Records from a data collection

╭──

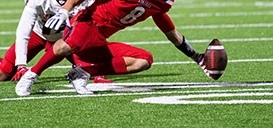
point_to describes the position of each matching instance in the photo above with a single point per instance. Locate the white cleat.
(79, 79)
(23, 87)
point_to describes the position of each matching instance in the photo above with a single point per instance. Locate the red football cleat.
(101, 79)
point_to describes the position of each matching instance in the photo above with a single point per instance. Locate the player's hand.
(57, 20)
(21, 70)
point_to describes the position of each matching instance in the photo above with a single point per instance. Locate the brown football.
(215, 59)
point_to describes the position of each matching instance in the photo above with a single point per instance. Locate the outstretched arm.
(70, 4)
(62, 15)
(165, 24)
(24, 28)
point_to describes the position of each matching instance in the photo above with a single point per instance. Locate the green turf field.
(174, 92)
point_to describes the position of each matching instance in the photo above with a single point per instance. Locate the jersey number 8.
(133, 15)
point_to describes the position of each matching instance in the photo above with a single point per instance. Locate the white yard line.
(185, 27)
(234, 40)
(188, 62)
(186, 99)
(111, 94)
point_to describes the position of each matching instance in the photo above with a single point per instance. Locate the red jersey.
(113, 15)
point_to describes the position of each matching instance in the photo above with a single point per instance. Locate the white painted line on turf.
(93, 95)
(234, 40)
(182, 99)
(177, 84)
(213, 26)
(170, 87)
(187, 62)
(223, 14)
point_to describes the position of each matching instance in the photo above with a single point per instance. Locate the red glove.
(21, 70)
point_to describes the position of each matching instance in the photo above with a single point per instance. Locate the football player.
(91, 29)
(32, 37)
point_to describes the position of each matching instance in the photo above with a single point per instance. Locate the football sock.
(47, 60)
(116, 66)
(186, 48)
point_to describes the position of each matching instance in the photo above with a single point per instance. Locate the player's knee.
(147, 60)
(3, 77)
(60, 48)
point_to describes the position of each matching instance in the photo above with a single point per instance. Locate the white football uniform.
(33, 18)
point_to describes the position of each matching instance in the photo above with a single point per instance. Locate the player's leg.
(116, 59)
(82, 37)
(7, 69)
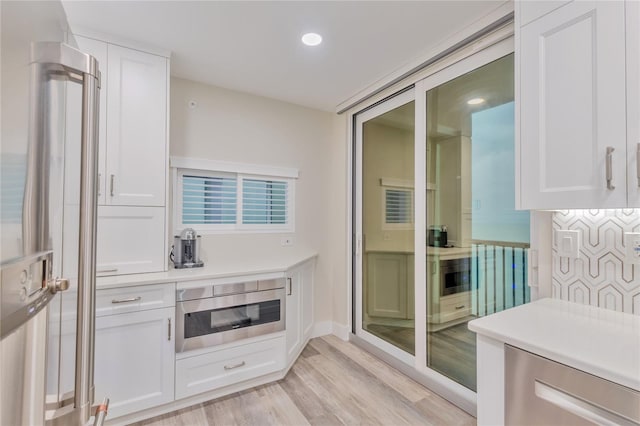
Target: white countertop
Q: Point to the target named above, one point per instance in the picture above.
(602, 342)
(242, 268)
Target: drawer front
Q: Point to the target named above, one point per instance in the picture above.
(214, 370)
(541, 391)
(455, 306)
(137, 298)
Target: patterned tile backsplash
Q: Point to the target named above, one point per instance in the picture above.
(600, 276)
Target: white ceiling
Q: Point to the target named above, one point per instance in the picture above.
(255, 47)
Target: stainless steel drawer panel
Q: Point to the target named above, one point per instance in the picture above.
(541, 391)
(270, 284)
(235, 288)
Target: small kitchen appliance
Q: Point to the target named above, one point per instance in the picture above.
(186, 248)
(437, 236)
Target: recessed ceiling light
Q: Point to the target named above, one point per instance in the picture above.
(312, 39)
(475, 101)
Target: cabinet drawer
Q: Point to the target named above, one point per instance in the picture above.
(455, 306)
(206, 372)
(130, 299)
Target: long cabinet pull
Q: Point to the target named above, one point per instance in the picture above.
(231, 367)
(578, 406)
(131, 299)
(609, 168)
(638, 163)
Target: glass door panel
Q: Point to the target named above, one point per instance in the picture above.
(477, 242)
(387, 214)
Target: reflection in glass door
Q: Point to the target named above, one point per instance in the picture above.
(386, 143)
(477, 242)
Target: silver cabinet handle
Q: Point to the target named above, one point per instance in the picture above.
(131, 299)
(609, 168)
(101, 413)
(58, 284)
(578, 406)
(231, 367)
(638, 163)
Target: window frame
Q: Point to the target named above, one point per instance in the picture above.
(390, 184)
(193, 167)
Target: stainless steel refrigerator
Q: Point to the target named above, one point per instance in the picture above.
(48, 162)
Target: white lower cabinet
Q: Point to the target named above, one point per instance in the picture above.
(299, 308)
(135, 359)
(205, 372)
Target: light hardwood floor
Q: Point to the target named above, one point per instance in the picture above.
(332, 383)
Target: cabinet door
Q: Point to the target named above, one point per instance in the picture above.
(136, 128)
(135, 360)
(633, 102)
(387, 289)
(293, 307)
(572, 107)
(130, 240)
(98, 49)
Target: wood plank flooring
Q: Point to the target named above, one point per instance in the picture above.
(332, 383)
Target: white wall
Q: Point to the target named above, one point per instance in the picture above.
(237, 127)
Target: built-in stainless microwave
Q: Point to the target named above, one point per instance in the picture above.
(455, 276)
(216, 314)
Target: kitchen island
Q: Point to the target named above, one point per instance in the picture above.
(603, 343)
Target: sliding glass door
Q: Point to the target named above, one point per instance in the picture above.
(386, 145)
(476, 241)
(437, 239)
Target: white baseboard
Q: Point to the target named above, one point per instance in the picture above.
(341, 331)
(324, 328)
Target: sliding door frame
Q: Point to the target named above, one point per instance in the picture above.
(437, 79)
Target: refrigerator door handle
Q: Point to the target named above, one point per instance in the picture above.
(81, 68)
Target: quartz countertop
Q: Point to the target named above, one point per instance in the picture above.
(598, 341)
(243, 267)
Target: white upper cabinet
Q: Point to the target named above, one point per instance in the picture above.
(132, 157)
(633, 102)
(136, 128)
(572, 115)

╰──
╭──

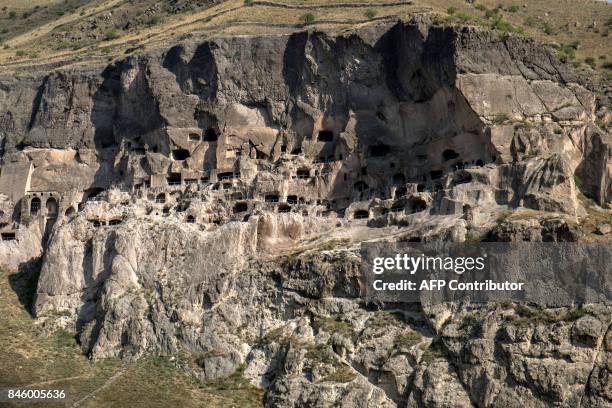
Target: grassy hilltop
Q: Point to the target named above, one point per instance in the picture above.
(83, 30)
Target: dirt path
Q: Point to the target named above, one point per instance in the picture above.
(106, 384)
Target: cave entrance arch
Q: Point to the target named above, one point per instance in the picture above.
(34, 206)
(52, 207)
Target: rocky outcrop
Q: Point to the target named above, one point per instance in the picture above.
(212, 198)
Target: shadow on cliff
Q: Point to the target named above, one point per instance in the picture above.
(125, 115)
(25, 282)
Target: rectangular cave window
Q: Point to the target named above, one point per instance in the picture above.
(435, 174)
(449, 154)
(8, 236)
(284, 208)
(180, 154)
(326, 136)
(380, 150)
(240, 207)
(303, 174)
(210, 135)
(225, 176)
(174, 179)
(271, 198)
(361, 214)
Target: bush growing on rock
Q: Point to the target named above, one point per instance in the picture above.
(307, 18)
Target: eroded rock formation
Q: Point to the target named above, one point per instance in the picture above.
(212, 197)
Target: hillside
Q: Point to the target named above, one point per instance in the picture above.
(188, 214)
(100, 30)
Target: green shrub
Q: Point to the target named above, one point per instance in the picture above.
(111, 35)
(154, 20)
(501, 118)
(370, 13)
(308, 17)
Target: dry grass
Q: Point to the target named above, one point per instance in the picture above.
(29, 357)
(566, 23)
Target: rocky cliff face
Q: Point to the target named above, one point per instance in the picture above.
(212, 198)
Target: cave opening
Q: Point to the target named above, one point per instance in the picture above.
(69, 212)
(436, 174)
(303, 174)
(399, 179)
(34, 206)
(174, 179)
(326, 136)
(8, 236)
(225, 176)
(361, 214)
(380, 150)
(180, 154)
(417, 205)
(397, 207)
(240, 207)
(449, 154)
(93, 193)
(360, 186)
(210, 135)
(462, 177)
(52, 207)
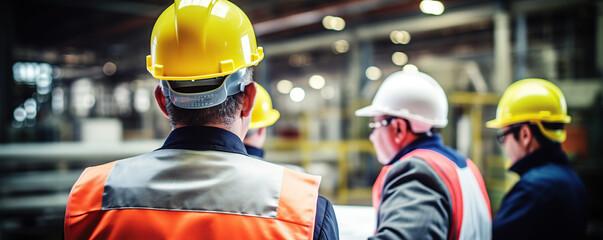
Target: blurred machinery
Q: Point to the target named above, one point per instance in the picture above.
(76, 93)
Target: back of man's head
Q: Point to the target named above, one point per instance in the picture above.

╰──
╭──

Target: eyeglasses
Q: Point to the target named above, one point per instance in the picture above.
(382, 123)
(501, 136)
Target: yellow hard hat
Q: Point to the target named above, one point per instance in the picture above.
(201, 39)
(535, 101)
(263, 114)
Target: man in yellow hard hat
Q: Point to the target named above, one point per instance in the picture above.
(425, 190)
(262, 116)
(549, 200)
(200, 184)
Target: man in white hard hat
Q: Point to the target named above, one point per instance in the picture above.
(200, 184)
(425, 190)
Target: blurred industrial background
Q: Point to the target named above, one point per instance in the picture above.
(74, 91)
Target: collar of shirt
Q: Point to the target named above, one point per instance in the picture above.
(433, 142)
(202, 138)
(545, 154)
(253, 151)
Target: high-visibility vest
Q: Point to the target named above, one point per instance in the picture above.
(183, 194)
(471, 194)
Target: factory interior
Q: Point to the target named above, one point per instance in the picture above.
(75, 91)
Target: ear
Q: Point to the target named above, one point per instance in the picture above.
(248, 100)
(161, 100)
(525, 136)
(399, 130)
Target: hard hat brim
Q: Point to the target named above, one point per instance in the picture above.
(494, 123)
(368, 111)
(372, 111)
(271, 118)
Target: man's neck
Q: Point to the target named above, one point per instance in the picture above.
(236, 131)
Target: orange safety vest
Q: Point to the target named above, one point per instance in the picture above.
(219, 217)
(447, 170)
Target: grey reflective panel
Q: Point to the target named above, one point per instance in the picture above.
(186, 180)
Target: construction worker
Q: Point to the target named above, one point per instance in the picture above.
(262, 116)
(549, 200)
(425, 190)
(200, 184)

╰──

# [WHAT THE EXERCISE ASKS]
Reproduce the lines above, beginning at the line with "Target: rectangular cave window" and stopping after the line with "Target: hillside", exactly as they are.

# [TASK SOLUTION]
Target: rectangular cave window
Q: Point to the target named above, one point per instance in the picture above.
(435, 174)
(449, 154)
(8, 236)
(284, 208)
(180, 154)
(326, 136)
(380, 150)
(240, 207)
(303, 174)
(210, 135)
(225, 176)
(174, 179)
(271, 198)
(361, 214)
Target: bush growing on rock
Q: Point to the target named above, one point per instance in the picture above.
(307, 18)
Target: eroded rock formation
Q: Point to the target named above, one point per instance in the picture above.
(212, 197)
Target: hillside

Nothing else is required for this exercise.